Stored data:
########
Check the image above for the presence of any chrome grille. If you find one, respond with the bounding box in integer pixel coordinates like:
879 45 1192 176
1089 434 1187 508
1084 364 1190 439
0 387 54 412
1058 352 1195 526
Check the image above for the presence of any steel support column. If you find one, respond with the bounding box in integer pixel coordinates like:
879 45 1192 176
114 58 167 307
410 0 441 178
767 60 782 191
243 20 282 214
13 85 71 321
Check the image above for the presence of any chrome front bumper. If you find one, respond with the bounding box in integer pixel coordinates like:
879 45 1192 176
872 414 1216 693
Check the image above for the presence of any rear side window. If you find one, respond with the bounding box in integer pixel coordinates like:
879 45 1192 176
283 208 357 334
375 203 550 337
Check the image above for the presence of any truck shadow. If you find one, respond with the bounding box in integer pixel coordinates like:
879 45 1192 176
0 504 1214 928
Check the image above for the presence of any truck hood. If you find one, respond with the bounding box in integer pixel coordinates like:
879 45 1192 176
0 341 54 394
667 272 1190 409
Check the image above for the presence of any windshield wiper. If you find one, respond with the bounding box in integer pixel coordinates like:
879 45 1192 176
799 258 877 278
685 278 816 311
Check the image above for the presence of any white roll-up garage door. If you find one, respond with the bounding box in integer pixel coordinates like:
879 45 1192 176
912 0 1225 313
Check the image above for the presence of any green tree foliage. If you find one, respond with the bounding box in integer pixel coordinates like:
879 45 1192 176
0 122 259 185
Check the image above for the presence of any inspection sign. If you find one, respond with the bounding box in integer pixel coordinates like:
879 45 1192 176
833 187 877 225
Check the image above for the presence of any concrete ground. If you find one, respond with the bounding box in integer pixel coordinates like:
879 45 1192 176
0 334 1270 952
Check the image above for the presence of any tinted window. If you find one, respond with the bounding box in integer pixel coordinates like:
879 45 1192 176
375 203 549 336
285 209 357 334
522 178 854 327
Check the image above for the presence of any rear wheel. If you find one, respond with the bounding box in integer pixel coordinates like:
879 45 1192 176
########
--- Set exercise ---
Copy the lines of the data from the one containing "Check the image above for the presence of any rear wheel." through the end of the data, keeping them word for word.

--- Written answer ---
Check the image above for the presence of any rear wheel. If you find one, respond with the bounding box in integer pixel coordinates like:
879 45 1192 176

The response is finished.